## Work to be completed
Your task is to transcribe the entries below exactly, from their first line down to the line containing "tent as a single dot per instance.", and to stop there.

Dataset records: Begin

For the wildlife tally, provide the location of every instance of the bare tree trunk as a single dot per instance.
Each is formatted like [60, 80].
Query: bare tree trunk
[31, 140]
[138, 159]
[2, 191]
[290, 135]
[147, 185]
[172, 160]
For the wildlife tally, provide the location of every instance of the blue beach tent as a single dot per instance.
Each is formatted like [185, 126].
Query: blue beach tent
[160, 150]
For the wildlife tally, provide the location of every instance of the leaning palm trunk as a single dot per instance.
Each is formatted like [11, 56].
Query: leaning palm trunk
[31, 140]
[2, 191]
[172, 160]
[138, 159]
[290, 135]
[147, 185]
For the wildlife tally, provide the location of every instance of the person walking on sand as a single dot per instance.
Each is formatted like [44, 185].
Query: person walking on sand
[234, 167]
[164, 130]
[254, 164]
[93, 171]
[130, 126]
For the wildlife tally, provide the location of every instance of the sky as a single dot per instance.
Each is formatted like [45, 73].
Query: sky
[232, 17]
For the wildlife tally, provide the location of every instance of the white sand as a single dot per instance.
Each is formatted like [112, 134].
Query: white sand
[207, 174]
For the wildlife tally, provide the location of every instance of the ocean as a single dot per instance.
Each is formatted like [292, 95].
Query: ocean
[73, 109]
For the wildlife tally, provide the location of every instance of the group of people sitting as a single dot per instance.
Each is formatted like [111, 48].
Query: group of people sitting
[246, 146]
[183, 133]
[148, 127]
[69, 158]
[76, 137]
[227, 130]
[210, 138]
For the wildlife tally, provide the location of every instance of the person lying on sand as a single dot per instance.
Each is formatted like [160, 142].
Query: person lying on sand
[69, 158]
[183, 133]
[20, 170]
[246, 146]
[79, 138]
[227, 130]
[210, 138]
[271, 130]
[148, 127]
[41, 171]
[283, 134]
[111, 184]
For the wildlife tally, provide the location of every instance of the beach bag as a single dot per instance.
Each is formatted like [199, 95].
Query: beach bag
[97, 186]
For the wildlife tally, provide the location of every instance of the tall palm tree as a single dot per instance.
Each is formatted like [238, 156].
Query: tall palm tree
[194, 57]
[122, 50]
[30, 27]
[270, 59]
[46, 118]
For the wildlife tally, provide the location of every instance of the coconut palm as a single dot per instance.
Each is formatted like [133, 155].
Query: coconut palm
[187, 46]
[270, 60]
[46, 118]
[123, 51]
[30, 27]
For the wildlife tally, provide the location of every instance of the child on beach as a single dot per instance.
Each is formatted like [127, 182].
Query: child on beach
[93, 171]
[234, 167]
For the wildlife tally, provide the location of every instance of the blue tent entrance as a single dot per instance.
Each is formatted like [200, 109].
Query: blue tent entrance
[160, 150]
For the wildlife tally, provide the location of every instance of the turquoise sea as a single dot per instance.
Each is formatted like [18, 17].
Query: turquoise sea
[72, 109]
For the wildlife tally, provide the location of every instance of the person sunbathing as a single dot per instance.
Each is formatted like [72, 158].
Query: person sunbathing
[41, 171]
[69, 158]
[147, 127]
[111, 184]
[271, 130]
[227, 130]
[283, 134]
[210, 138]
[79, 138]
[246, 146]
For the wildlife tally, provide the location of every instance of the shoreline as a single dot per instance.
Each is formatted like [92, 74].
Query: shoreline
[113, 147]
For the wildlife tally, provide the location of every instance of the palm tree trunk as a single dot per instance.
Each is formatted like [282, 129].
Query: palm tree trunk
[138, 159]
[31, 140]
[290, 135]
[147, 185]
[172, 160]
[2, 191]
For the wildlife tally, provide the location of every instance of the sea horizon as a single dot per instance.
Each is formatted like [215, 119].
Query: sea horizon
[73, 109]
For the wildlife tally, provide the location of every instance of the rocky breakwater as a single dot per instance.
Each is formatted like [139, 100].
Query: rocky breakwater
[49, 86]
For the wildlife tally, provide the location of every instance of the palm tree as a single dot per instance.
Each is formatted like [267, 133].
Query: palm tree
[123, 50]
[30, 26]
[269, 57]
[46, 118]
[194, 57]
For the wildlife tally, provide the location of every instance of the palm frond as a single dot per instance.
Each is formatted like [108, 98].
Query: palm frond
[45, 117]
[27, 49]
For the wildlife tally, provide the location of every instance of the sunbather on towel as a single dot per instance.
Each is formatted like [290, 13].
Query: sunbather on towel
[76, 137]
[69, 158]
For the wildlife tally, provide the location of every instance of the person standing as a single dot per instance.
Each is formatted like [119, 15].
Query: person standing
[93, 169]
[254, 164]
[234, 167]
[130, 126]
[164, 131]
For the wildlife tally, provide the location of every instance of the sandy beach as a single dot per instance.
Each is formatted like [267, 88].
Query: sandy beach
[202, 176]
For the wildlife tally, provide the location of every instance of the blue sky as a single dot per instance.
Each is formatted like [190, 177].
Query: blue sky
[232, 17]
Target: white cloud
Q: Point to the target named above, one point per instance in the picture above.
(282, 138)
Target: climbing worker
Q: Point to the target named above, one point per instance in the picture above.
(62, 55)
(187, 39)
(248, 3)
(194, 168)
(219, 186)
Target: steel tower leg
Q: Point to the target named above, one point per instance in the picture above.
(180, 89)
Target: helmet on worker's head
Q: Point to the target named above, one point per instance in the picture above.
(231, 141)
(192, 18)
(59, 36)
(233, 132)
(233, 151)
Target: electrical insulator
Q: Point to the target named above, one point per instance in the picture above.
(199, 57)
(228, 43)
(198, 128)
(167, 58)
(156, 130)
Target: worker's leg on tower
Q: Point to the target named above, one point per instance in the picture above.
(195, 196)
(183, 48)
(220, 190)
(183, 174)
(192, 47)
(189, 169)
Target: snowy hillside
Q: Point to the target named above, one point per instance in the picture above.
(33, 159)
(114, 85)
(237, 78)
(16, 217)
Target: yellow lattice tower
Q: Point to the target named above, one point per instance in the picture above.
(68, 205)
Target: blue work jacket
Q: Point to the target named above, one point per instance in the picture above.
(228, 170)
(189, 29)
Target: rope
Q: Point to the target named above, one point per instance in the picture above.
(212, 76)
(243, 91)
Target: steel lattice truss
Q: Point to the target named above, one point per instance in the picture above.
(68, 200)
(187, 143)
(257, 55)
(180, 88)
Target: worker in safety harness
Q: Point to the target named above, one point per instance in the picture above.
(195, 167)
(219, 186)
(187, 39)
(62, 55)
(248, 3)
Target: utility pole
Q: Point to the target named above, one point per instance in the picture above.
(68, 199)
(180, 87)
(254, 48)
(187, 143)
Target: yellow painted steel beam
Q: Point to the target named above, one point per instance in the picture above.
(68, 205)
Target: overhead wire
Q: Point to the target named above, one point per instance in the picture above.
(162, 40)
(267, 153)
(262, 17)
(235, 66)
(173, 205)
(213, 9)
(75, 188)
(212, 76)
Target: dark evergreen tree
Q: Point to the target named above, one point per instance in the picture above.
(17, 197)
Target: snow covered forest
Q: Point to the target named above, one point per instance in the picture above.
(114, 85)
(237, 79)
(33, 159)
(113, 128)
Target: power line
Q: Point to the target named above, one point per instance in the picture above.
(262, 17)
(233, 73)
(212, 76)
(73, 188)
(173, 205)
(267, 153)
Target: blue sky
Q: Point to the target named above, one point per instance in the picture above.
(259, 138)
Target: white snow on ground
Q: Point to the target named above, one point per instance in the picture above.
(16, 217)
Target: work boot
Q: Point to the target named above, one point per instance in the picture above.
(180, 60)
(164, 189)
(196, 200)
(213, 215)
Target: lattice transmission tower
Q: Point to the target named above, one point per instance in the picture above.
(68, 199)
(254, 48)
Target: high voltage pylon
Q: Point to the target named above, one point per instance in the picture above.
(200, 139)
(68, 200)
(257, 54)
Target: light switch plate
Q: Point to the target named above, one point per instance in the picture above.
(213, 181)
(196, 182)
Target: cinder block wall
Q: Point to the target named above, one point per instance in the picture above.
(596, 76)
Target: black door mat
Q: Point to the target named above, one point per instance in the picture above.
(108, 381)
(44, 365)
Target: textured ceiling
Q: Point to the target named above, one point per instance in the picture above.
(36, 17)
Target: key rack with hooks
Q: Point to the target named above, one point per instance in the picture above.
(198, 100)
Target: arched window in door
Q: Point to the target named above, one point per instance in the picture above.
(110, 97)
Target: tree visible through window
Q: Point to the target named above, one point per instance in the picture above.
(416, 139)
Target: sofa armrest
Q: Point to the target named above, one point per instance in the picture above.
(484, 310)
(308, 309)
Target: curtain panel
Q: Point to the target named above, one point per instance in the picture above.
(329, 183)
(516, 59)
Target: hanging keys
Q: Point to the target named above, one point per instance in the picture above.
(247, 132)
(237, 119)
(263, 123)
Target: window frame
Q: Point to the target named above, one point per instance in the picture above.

Dataset records: End

## Solution to the problem
For the wildlife tally, provide the location of every instance of the bare tree trunk as a single dot per instance.
Each is formatted like [60, 80].
Query: bare tree trunk
[31, 140]
[138, 159]
[2, 191]
[290, 135]
[147, 185]
[172, 160]
For the wildlife tally, provide the location of every instance of the blue beach tent as a single dot per instance.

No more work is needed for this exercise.